▶ **Task to carry out**
Reproduce all entries precisely as they are written.

▶ **Data extracts**
* * * *

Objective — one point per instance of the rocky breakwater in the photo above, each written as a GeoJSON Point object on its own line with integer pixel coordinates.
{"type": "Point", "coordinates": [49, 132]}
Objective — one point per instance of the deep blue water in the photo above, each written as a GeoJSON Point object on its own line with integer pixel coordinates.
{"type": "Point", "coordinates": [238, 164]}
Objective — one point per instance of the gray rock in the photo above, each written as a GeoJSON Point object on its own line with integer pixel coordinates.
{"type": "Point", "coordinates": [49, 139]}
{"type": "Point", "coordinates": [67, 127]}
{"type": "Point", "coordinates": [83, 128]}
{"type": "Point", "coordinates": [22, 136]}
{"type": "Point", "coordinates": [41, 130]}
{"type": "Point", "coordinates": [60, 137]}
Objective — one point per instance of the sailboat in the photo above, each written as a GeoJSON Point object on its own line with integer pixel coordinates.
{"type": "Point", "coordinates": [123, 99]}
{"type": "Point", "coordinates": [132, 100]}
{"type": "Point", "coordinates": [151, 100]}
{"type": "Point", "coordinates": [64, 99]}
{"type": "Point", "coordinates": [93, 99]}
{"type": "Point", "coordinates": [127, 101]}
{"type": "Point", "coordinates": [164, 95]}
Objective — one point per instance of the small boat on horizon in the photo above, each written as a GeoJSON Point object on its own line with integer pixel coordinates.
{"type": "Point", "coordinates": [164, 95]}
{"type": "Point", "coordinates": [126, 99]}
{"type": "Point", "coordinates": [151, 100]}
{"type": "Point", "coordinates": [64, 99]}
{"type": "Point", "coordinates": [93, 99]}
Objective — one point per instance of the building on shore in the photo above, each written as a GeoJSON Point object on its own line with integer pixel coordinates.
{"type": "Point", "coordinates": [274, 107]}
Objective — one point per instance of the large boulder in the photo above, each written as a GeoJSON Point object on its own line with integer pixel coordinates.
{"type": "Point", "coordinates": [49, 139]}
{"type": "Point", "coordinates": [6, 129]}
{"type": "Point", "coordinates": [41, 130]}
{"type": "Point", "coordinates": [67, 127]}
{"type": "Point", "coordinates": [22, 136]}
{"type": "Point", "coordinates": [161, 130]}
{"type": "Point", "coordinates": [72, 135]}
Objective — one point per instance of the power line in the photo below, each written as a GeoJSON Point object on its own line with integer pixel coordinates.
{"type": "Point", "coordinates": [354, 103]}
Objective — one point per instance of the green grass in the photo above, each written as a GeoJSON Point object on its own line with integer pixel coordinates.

* * * *

▶ **Response below**
Objective — one point per instance of the rocky breakwater in the photo above, each written as a GeoJSON Point object on its own line with integer pixel coordinates.
{"type": "Point", "coordinates": [49, 132]}
Objective — one point per instance of the deep blue water in the photo above, each written as a GeoJSON Point object on its own line with integer pixel coordinates.
{"type": "Point", "coordinates": [238, 164]}
Objective — one point per instance of the gray rock in the photo above, each written as a GeoJSON Point object on its own line with integer pixel coordinates.
{"type": "Point", "coordinates": [49, 139]}
{"type": "Point", "coordinates": [67, 127]}
{"type": "Point", "coordinates": [83, 128]}
{"type": "Point", "coordinates": [22, 136]}
{"type": "Point", "coordinates": [41, 130]}
{"type": "Point", "coordinates": [60, 137]}
Objective — one point per instance of the sailboat in the photo above, each written as a GeoJSON Point object on its own line with integer pixel coordinates.
{"type": "Point", "coordinates": [123, 99]}
{"type": "Point", "coordinates": [132, 100]}
{"type": "Point", "coordinates": [151, 100]}
{"type": "Point", "coordinates": [64, 99]}
{"type": "Point", "coordinates": [93, 99]}
{"type": "Point", "coordinates": [127, 101]}
{"type": "Point", "coordinates": [164, 95]}
Objective — one point per instance of the small boat on horizon in the photo above, each written as a GeoJSON Point object on its own line with integer pixel coordinates.
{"type": "Point", "coordinates": [164, 95]}
{"type": "Point", "coordinates": [126, 99]}
{"type": "Point", "coordinates": [151, 100]}
{"type": "Point", "coordinates": [64, 99]}
{"type": "Point", "coordinates": [93, 99]}
Objective — one point per instance of the building on shore in the photo above, each written as a GeoJSON Point object on its own line with integer pixel coordinates.
{"type": "Point", "coordinates": [274, 107]}
Objective — one point per instance of the large boulder in the photo above, each written as a GeoJSON Point object on its own line with integer pixel coordinates.
{"type": "Point", "coordinates": [49, 139]}
{"type": "Point", "coordinates": [6, 129]}
{"type": "Point", "coordinates": [41, 130]}
{"type": "Point", "coordinates": [67, 127]}
{"type": "Point", "coordinates": [22, 136]}
{"type": "Point", "coordinates": [161, 130]}
{"type": "Point", "coordinates": [72, 135]}
Objective — one point per instance of the power line in the photo below, each written as a GeoJSON Point object on its own line with integer pixel coordinates.
{"type": "Point", "coordinates": [354, 103]}
Objective — one point per instance of the green grass in the photo above, each written as a GeoJSON Point object on its own line with integer pixel coordinates.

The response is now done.